■ AVAILABLE DATA:
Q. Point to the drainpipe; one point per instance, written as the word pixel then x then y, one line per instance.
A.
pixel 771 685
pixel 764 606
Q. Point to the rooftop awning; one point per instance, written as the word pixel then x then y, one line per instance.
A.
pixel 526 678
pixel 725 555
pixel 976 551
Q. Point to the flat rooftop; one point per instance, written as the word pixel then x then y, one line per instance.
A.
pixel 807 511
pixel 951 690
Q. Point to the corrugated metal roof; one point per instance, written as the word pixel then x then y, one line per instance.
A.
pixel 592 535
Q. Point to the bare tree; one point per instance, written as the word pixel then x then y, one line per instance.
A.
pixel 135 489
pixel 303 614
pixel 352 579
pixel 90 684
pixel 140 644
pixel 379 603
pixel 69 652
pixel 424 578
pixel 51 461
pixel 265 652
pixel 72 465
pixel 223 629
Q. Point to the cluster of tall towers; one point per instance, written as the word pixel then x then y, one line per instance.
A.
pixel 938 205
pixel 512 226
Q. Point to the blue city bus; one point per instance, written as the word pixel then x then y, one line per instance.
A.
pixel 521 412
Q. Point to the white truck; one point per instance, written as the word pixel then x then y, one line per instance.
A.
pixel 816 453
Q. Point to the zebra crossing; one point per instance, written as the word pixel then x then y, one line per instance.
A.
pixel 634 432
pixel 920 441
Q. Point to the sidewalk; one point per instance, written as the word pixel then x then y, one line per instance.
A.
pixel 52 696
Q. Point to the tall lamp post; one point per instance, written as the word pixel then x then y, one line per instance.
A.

■ OBJECTIVE:
Put every line of the material above into a JSON list of strings, one string per line, leaving out blank lines.

■ TASK SOLUTION:
[
  "Q. Point to the drainpipe; one point per instance, written as the word pixel then x then y, one line per instance.",
  "A.",
  "pixel 771 685",
  "pixel 764 606",
  "Q. Point to the rooftop awning; one point per instance, written as the word pixel then x then y, one line per instance.",
  "A.",
  "pixel 526 678",
  "pixel 725 555",
  "pixel 976 551",
  "Q. Point to the flat rooftop; one point per instance, written as the word pixel then x then y, one line per instance.",
  "A.",
  "pixel 807 511",
  "pixel 951 690",
  "Q. Point to the corrugated metal roof; one point per instance, written as the word pixel then x then y, one line per instance.",
  "A.",
  "pixel 592 535",
  "Q. Point to the bare tree; one point per instance, written as the word pixel then x then y, one line per instance.",
  "A.",
  "pixel 135 489",
  "pixel 303 614",
  "pixel 352 579",
  "pixel 90 684",
  "pixel 140 644",
  "pixel 379 603",
  "pixel 69 652",
  "pixel 424 578",
  "pixel 51 461",
  "pixel 265 652",
  "pixel 72 465",
  "pixel 223 629",
  "Q. Point to the cluster of tall towers; one point per instance, written as the word pixel then x then y, one line per instance.",
  "A.",
  "pixel 938 205",
  "pixel 512 226",
  "Q. Point to the blue city bus; one point per instance, written as the word pixel then x then y, one line per instance.",
  "A.",
  "pixel 521 412",
  "Q. Point to the white truck; one point per instance, written as the word pixel then x then y, one line per instance.",
  "A.",
  "pixel 816 453",
  "Q. Point to the zebra crossing; one point per instance, written as the word pixel then x then y, one line per instance.",
  "A.",
  "pixel 634 432",
  "pixel 920 441",
  "Q. Point to the sidewalk; one point per instance, written as the word pixel then x then y, one line per instance.",
  "A.",
  "pixel 52 696",
  "Q. Point to the tall lamp post; one point per instance, written as the word pixel then x then y, one line per instance.",
  "A."
]